◆ SUPPLIED RECORDS ◆
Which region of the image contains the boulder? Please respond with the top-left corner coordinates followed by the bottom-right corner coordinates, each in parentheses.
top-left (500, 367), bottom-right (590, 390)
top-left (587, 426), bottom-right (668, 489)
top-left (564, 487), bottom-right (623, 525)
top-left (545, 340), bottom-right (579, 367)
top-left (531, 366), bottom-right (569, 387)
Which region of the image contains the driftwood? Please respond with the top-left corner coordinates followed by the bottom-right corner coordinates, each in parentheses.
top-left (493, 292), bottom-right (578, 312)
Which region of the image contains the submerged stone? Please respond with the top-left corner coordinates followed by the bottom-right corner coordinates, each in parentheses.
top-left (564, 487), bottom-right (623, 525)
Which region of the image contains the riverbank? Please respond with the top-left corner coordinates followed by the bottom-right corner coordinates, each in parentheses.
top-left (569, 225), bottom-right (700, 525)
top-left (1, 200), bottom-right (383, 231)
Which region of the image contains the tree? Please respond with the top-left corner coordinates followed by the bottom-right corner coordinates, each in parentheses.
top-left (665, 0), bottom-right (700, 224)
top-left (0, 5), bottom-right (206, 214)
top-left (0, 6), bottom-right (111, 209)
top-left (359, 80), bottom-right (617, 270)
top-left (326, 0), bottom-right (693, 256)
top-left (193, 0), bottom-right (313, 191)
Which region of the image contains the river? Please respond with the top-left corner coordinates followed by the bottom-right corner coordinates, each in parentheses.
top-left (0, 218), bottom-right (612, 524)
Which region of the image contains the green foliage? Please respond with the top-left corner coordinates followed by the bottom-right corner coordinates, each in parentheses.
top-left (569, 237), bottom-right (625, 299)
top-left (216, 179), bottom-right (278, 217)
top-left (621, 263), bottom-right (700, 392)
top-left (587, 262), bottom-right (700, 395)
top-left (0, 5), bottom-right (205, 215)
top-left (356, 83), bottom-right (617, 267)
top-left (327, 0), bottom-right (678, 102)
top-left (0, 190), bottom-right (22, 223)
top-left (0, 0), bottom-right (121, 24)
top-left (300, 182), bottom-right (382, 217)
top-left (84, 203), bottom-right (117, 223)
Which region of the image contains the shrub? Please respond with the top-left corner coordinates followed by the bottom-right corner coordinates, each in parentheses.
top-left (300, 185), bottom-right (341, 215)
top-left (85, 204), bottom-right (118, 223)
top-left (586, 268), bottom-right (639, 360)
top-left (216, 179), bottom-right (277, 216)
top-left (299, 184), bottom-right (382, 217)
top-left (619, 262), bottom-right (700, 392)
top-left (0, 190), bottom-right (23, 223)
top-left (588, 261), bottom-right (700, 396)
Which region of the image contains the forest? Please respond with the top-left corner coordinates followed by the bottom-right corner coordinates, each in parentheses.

◆ INSTRUCTIONS TO FOLLOW ◆
Reproduce every entry above exactly as it was written.

◆ EXERCISE SOLUTION ◆
Which region of the image contains the boulder? Please respond with the top-left corner coordinates followed by the bottom-right corner coordinates, each in parentheses.
top-left (500, 367), bottom-right (590, 390)
top-left (587, 426), bottom-right (668, 489)
top-left (564, 487), bottom-right (623, 525)
top-left (545, 340), bottom-right (579, 367)
top-left (531, 366), bottom-right (569, 387)
Which region of the image contains the driftwood? Please respond with the top-left corner coordinates followed by the bottom-right corner coordinates, each in parentheses.
top-left (493, 292), bottom-right (578, 312)
Which region of the image contains the submerged stone? Please respond with the top-left corner coordinates followed by the bottom-right corner coordinates, each in parentheses.
top-left (564, 487), bottom-right (623, 525)
Which region of the image contains the riverbank? Please respond with the top-left corner coordinates followed by the bottom-right corner coordinates, each in parentheses.
top-left (569, 225), bottom-right (700, 525)
top-left (1, 200), bottom-right (383, 231)
Which region of the image contains the tree? Please respond with the top-left corner coordinates followed by the bottom-right corner coordinates, each in parentheses.
top-left (665, 0), bottom-right (700, 224)
top-left (0, 5), bottom-right (206, 214)
top-left (0, 6), bottom-right (111, 209)
top-left (359, 80), bottom-right (617, 270)
top-left (326, 0), bottom-right (693, 256)
top-left (193, 0), bottom-right (313, 191)
Which region of the image contains the river? Please respond with the top-left corner coordinates followed by the bottom-right corner coordinates, each in parentheses.
top-left (0, 218), bottom-right (612, 524)
Which region of the image contains the green foliage? Please respond with the top-left corner coordinates followed by the bottom-right corner coordinates, each in parentheses.
top-left (569, 237), bottom-right (625, 299)
top-left (216, 179), bottom-right (278, 217)
top-left (621, 263), bottom-right (700, 392)
top-left (587, 262), bottom-right (700, 395)
top-left (0, 5), bottom-right (205, 215)
top-left (356, 83), bottom-right (617, 267)
top-left (327, 0), bottom-right (678, 102)
top-left (0, 190), bottom-right (22, 223)
top-left (0, 0), bottom-right (121, 24)
top-left (300, 182), bottom-right (382, 217)
top-left (84, 203), bottom-right (117, 223)
Which region of the image contains the shrub? Please respond with the top-left corner coordinates followed by the bottom-right corner coordinates, each in parentheses.
top-left (300, 185), bottom-right (341, 215)
top-left (85, 204), bottom-right (118, 223)
top-left (586, 268), bottom-right (639, 360)
top-left (216, 179), bottom-right (277, 216)
top-left (299, 184), bottom-right (382, 217)
top-left (619, 262), bottom-right (700, 392)
top-left (0, 190), bottom-right (23, 223)
top-left (588, 261), bottom-right (700, 396)
Which region of the image contains the forest? Please respond with the top-left corner coordinates followed by the bottom-right corner coordinates, each in parentheses.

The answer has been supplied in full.